Items from a data source
--------------------------------

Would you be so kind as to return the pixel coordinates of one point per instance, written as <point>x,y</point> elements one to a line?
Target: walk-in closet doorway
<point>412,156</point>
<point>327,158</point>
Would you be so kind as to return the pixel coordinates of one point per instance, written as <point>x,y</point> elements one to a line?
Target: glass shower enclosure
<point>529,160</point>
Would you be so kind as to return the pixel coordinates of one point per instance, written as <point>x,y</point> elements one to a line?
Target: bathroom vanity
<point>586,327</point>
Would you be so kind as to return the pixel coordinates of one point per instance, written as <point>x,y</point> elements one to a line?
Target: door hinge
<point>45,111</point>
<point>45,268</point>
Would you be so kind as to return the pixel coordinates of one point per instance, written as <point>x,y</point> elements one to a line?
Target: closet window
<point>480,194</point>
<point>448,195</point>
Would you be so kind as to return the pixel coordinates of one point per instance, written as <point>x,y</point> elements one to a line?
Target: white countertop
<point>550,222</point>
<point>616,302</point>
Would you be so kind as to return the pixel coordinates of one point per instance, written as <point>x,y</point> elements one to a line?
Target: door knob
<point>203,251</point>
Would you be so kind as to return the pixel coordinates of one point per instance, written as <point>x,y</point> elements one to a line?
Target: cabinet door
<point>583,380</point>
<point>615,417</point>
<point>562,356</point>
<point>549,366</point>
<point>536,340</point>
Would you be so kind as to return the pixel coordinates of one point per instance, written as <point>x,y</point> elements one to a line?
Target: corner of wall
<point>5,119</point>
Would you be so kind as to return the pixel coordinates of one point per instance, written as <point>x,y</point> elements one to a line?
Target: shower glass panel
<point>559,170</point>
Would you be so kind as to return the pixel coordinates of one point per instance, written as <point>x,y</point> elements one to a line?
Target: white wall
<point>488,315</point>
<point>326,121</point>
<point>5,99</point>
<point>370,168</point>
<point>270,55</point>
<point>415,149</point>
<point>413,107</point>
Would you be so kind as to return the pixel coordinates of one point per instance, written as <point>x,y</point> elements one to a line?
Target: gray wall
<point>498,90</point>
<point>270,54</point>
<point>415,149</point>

--------------------------------

▶ [Task to complete]:
Above are some records; repeat all of them exactly.

▶ [Response to the task]:
Would you be so kind as to return the pixel coordinates of one point per instance, written as <point>x,y</point> elements one to a line?
Target: walk-in closet doorway
<point>412,156</point>
<point>327,158</point>
Would you be so kind as to return the pixel coordinates of one point per instance, written as <point>x,y</point> elements one to a line?
Target: glass shower enclosure
<point>529,160</point>
Would you be so kind as to return the pixel coordinates of one point per instance, written as <point>x,y</point> elements one to a line?
Target: bathroom vanity
<point>586,327</point>
Would you be so kind as to return the pixel coordinates of one point per instance, written as <point>x,y</point> elements one to a line?
Target: door hinge
<point>45,111</point>
<point>45,268</point>
Would you be so kind as to return the pixel coordinates of one point per instance, written as <point>x,y</point> elements one to a line?
Target: closet window
<point>480,194</point>
<point>448,195</point>
Would you be so kind as to return the pixel coordinates of one point per instance, written as <point>x,y</point> elements one to a line?
Target: white countertop
<point>550,222</point>
<point>616,302</point>
Would you be so kind as to return the pixel coordinates of one point per instance, written as <point>x,y</point> elements one to a line?
Target: door knob
<point>203,251</point>
Would you be so kind as to return the pixel coordinates of one point per instance, written as <point>x,y</point> elements one to a line?
Target: cabinet door
<point>583,380</point>
<point>615,417</point>
<point>562,356</point>
<point>549,366</point>
<point>536,340</point>
Would you be so kind as to return the pixel coordinates of one point per instance, written as <point>x,y</point> elements one to a line?
Target: corner of wall
<point>5,119</point>
Would you be so kind as to return the pixel coordinates of one point per instance, written as <point>x,y</point> elements one to a line?
Target: shower glass panel
<point>559,170</point>
Would you be so kind as to return the pixel coordinates of one point per instance, written as <point>x,y</point> elements one to a line?
Target: white wall
<point>488,315</point>
<point>326,121</point>
<point>5,99</point>
<point>370,168</point>
<point>270,55</point>
<point>415,149</point>
<point>413,107</point>
Would you be so kind as to return the pixel coordinates of one point per instance, written as <point>x,y</point> elements one to a line?
Target: gray wall
<point>498,90</point>
<point>270,54</point>
<point>415,149</point>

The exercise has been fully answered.